Extract provided:
What Skills Do I Need? · 4 min read

You Don't Know What You're Missing (And That's the Problem)

You read the job description. You match most of it. You spend an hour tailoring your resume. You hit submit. And then... nothing. Not even a rejection email. Just silence.

After this happened to me enough times, I stopped wondering if I was doing something wrong and started asking what was actually happening to my resume after I clicked that button. Turns out, the answer was worse than I thought. And the problem wasn't what I expected.

One job posting. Seven skill domains.

Technology Engineering Enterprise Business Soft Skills Compliance What the JD screens for What your resume covers

91% of roles screen across 4+ domains. Most resumes only cover 2-3.

Here's what nobody tells you: 75% of resumes get filtered out before a human ever sees them. The average corporate job posting gets 250 applications. Companies can't read all of them, so they use screening software to do it for them. And that software doesn't work the way you think it does.

Data records:
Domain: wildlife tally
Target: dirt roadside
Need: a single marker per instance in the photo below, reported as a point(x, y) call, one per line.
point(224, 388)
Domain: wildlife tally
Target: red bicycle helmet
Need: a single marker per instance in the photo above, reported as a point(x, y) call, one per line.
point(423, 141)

What you need to do:
**a.** In the article on resume screening, how many applications does the average corporate job posting receive?
**b.** Extend the article on resume screening past its final sentence.

Answer list:
**a.** 250 applications.

**b.**
You see a job posting that asks for 'project management experience.' You've managed projects. You write that on your resume. The screening software searches for 'Agile,' 'Scrum,' 'Jira,' 'sprint planning,' and 'backlog grooming.' Five separate keywords. You have zero of them. Your resume gets a low match score. It never makes it to the hiring manager.

The software doesn't infer. It doesn't understand that your project management experience probably involved some of those things. It does literal keyword matching. Ctrl+F. That's it. If the exact word isn't on your resume, it doesn't exist.

This is why 44% of job seekers report being ghosted. It's not that you're unqualified. It's that you're speaking English and the screening software only understands a very specific dialect of corporate keywords. And you don't know which keywords you're missing because you can't see what the software is looking for.

287K

skills mapped

892K

relationships

26

industries

Source: FitToHire Skills Graph, 2026

I got frustrated enough that I started treating this like an engineering problem. I built a tool to map how skills actually relate to each other. Not how I thought they related. How they actually appear together in real job postings and real resumes.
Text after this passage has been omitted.